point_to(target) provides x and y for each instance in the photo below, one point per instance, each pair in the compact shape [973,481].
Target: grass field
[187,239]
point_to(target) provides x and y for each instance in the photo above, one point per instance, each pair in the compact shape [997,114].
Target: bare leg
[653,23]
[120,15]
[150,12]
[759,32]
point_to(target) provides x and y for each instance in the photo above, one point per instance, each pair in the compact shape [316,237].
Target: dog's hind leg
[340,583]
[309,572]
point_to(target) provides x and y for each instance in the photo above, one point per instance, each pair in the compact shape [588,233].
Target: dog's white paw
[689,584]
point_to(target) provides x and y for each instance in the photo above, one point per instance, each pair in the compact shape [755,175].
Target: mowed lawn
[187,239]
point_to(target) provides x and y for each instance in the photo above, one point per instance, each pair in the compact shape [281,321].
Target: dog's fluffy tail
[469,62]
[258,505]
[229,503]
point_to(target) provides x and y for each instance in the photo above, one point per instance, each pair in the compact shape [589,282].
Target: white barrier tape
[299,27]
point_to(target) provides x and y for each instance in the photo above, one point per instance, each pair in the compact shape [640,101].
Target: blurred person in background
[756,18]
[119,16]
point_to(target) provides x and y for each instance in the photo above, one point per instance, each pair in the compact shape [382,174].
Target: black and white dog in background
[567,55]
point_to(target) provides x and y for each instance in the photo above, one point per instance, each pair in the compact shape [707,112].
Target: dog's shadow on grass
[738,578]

——

AIM OF THE TASK -
Put every line of the entries above into a Markdown table with the columns Row and Line. Number the rows in order and leave out blank lines.

EXERCISE SOLUTION -
| Row | Line |
|---|---|
| 1 | point_to(target) provides x and y for each instance in the photo below, one point per instance, each pair in the compact shape [973,481]. |
| 2 | Target: grass field |
| 3 | [187,239] |
| 4 | point_to(target) provides x and y for each instance in the photo above, one point per instance, each pair in the compact shape [997,114]. |
| 5 | Target: bare leg |
| 6 | [653,23] |
| 7 | [120,15] |
| 8 | [150,12] |
| 9 | [759,32] |
| 10 | point_to(target) provides x and y for each instance in the photo above, one point per instance, each pair in the compact shape [316,237]. |
| 11 | Target: dog's hind leg |
| 12 | [340,583] |
| 13 | [309,572] |
| 14 | point_to(target) provides x and y for each instance in the photo above, one point per instance, each pair in the compact shape [588,233]. |
| 15 | Target: dog's white paw |
| 16 | [689,584] |
| 17 | point_to(target) provides x and y for each instance in the photo above, one point per instance, each pair in the compact shape [755,175]. |
| 18 | Target: mowed lawn |
| 19 | [187,239] |
| 20 | point_to(target) provides x and y for each instance in the photo above, one point per instance, each pair in the compact shape [281,321]. |
| 21 | Target: dog's fluffy tail |
| 22 | [469,62] |
| 23 | [258,505] |
| 24 | [229,503] |
| 25 | point_to(target) provides x and y for each instance in the photo above, one point per instance, each pair in the compact shape [589,282]. |
| 26 | Target: white barrier tape |
| 27 | [299,27] |
| 28 | point_to(target) provides x and y for each instance in the photo above, one point per instance, each pair in the compact shape [640,101]. |
| 29 | Target: blurred person in background |
| 30 | [756,18] |
| 31 | [119,16] |
| 32 | point_to(target) provides x and y for each instance in the photo above, one point per instance, each pair in the compact shape [382,174]. |
| 33 | Target: black and white dog in background |
| 34 | [567,55] |
| 35 | point_to(target) provides x and y for each instance in the photo above, one point per instance, each pair in the compact shape [707,112]. |
| 36 | Target: dog's shadow on grass |
| 37 | [738,578] |